▶ _Written problem_
Rewrite all the rows below as a Markdown table with two columns, Number and Line, putting each non-blank line in its own table row with its number, and leave out the pictures.

[START Dataset records]

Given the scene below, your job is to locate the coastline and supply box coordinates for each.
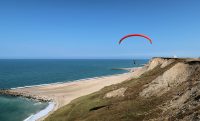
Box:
[0,67,141,121]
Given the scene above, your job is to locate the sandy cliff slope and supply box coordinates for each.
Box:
[46,58,200,121]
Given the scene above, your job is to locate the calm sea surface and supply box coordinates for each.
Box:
[0,59,148,121]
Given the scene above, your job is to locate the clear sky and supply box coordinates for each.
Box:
[0,0,200,58]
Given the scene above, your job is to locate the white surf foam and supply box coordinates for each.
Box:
[24,102,55,121]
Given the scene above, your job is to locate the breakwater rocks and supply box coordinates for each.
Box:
[0,89,52,102]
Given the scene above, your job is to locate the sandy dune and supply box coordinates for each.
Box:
[12,73,132,120]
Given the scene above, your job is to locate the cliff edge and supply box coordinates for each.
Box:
[46,58,200,121]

[END Dataset records]

▶ _Finished answer_
| Number | Line |
|---|---|
| 1 | Given the scene below, your job is to locate the coastline and supply box coordinates for each. |
| 2 | Box: |
| 3 | [0,67,141,121] |
| 4 | Given the scene above, your job is to locate the sandy cliff slope and supply box coordinates for each. |
| 5 | Box: |
| 6 | [46,58,200,121] |
| 7 | Given the scene above, your job is to locate the calm sea surface and supply box coordinates for each. |
| 8 | Box: |
| 9 | [0,59,148,121] |
| 10 | Given the scene above, your job is to locate the clear sky and supply box coordinates for each. |
| 11 | Box: |
| 12 | [0,0,200,58] |
| 13 | Given the scene above, your job is to locate the white surf foam and supply box coordinates for each. |
| 14 | Box: |
| 15 | [24,102,55,121] |
| 16 | Given the scene above, your job is to locate the breakwater rocks and supply box coordinates for each. |
| 17 | Box: |
| 18 | [0,89,52,102] |
| 19 | Given the scene above, your job is to locate the sandy dune and supply box coordinates for each. |
| 20 | Box: |
| 21 | [12,73,132,120] |
| 22 | Given the scene above, your job is to locate the cliff edge and supply box coordinates for each. |
| 23 | Box: |
| 24 | [46,58,200,121] |